→ Exercise instructions
Retype, exactly as they appear below, the lines between the line holding "Target: shovel handle" and the line holding "of the soil.", both ends included.

→ Stored data
*-*-*

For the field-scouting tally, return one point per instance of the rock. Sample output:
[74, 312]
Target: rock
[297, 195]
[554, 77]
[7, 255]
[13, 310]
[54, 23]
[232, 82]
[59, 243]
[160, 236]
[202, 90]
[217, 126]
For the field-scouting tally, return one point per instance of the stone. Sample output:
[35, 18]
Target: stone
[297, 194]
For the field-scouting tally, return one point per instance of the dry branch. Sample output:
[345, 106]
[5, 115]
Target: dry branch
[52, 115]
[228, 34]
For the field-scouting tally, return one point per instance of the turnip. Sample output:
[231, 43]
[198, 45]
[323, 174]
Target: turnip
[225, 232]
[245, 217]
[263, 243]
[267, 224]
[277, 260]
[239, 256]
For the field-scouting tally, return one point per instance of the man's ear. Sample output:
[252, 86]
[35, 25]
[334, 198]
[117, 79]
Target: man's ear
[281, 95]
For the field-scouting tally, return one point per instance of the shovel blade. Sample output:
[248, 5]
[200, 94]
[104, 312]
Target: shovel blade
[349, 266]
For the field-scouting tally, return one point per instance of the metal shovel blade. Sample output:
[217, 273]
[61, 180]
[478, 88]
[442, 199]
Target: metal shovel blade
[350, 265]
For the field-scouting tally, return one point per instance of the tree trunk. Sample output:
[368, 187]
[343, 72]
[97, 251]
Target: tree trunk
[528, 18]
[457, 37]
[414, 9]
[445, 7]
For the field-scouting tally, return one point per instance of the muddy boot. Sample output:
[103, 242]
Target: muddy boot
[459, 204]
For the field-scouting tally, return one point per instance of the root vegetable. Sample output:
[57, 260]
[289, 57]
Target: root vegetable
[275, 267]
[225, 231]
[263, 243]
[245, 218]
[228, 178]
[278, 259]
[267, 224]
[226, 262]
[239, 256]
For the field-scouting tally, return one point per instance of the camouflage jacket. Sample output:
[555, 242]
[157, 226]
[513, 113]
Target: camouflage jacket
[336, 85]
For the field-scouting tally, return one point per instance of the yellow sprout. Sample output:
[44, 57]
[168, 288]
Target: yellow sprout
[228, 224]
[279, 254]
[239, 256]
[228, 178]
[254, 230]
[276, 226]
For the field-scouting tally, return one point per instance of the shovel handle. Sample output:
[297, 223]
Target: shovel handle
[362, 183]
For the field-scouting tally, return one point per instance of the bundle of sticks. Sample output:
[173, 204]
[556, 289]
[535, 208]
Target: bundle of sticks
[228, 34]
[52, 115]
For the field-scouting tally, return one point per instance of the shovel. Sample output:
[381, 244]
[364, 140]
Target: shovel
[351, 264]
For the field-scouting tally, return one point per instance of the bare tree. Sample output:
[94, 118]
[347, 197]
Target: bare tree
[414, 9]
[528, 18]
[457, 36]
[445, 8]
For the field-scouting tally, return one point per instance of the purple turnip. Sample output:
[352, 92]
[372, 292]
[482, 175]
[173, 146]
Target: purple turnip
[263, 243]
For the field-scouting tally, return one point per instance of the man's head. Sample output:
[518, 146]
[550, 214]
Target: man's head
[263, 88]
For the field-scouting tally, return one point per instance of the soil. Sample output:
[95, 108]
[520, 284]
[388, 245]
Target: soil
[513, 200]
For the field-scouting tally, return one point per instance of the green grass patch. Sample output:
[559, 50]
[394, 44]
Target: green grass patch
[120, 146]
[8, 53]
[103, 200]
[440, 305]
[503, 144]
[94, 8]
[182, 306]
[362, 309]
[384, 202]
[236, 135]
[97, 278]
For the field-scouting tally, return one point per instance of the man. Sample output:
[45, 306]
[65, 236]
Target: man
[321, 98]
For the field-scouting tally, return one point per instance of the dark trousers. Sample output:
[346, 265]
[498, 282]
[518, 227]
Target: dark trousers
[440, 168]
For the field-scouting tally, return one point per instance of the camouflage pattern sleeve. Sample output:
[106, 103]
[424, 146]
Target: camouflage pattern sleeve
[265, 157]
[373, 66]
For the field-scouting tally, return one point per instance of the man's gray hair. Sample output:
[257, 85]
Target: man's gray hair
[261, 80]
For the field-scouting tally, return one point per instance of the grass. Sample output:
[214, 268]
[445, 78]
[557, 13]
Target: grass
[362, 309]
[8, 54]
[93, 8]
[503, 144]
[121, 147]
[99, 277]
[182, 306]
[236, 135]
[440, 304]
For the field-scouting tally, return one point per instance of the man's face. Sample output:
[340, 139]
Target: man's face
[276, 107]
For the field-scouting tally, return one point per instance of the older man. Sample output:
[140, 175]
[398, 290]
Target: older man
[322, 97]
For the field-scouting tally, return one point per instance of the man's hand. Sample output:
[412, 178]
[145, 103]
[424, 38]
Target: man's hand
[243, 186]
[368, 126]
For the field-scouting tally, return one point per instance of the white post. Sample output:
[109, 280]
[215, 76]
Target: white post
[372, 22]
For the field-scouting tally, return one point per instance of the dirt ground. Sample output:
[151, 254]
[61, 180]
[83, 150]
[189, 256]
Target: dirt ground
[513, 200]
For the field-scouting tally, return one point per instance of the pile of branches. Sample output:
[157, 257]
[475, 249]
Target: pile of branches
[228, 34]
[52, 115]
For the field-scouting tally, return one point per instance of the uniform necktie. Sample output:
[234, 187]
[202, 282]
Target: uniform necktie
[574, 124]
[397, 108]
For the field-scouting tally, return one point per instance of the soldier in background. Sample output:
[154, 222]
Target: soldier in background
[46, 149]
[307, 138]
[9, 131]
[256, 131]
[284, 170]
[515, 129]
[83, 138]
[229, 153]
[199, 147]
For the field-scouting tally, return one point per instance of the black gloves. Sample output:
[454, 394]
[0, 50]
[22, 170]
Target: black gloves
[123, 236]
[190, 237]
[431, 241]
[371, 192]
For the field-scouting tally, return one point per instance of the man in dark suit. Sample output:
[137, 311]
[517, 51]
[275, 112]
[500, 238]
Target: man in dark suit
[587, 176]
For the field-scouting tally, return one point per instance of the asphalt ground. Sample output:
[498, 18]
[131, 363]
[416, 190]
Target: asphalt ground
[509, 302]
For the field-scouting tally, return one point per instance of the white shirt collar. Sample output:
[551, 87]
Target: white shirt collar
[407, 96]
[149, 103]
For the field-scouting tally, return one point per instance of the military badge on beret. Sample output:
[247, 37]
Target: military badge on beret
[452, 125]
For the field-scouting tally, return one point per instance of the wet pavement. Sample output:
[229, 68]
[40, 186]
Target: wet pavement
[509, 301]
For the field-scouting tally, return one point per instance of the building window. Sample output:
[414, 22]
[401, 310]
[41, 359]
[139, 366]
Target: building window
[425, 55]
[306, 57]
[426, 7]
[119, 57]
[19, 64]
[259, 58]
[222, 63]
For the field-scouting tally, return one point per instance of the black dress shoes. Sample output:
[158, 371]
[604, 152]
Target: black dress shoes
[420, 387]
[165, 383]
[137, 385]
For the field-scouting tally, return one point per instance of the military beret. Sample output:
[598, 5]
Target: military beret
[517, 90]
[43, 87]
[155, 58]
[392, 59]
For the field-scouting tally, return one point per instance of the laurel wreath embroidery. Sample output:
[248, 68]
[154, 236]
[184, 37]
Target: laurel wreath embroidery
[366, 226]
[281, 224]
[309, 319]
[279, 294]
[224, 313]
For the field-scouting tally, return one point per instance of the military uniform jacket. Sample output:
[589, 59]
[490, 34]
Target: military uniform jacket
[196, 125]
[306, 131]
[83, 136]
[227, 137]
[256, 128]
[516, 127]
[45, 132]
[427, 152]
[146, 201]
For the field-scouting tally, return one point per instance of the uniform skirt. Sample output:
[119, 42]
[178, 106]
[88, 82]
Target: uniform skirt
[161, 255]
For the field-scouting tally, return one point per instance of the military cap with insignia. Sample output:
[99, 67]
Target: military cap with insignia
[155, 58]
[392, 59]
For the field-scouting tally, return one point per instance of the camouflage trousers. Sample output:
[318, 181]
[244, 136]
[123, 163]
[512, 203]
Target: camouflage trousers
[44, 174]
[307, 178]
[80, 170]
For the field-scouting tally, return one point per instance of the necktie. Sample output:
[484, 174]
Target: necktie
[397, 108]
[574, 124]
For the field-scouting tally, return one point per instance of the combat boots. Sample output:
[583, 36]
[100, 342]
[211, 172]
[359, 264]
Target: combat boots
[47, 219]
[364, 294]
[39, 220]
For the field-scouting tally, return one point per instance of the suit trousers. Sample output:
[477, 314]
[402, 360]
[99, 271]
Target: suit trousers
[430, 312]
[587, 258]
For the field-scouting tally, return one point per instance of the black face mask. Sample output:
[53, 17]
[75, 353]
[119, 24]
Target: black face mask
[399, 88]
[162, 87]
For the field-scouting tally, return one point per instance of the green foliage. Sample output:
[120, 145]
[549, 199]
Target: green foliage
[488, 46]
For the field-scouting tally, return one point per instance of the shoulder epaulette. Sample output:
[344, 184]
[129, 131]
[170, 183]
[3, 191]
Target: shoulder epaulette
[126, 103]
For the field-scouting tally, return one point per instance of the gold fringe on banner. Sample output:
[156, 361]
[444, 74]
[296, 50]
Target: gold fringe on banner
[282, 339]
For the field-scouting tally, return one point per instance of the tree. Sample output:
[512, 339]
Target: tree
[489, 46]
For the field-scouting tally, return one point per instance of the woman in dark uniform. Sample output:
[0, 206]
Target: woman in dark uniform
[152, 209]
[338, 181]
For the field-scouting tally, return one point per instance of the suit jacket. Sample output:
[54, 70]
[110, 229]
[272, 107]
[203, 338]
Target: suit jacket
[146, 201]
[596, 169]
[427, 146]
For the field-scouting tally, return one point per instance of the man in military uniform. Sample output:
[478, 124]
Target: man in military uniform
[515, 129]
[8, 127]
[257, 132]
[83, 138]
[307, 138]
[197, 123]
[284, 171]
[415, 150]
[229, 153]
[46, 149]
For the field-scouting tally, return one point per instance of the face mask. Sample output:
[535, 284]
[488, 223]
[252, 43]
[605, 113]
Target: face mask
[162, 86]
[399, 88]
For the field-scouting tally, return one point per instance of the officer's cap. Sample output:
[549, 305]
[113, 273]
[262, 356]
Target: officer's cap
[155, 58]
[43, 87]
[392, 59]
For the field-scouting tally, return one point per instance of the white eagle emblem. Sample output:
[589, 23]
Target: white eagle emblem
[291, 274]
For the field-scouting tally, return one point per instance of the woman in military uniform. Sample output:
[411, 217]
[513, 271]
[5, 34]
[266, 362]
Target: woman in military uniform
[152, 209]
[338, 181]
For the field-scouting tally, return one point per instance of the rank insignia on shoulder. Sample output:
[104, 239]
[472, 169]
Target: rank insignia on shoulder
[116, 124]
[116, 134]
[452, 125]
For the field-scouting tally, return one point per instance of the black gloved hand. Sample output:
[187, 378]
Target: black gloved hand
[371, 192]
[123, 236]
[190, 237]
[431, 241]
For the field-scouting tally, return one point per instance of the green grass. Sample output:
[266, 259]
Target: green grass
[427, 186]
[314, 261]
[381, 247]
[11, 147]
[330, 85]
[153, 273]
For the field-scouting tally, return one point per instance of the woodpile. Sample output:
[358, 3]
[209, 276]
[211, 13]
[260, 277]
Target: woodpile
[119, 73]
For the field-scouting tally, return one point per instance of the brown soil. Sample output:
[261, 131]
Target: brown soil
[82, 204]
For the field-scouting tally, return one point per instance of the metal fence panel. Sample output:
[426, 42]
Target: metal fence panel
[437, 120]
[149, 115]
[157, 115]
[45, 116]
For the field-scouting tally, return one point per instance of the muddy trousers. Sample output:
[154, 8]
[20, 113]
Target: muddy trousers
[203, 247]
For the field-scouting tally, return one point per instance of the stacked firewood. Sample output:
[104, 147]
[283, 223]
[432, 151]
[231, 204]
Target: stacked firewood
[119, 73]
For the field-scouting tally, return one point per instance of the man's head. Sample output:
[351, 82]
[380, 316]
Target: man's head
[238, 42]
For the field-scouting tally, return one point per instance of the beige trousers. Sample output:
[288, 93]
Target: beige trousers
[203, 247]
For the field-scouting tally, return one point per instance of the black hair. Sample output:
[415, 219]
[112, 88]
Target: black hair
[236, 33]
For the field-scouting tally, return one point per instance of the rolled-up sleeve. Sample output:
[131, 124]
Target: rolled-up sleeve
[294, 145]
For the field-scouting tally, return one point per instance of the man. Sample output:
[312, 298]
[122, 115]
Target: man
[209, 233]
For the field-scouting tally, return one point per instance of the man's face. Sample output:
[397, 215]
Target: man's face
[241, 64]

*-*-*

→ The answer
Target: shovel handle
[362, 183]
For the field-scouting tally, return one point per instance of the bundle of sticks. Sample output:
[173, 204]
[556, 289]
[535, 208]
Target: bundle of sticks
[228, 34]
[52, 115]
For the field-scouting tally, return one point per instance of the shovel. Sample output:
[381, 244]
[364, 140]
Target: shovel
[351, 264]
For the field-scouting tally, return one point per instance of the bare tree. Sample output:
[94, 118]
[347, 197]
Target: bare tree
[414, 9]
[528, 18]
[457, 36]
[445, 8]
For the field-scouting tally, return one point per instance of the purple turnip. Sample output:
[352, 92]
[372, 292]
[482, 175]
[173, 146]
Target: purple turnip
[263, 243]
For the field-scouting tally, return one point per instance of the man's head. Sample output:
[518, 146]
[550, 214]
Target: man's head
[263, 88]
For the field-scouting tally, return one point per instance of the soil. Sample output:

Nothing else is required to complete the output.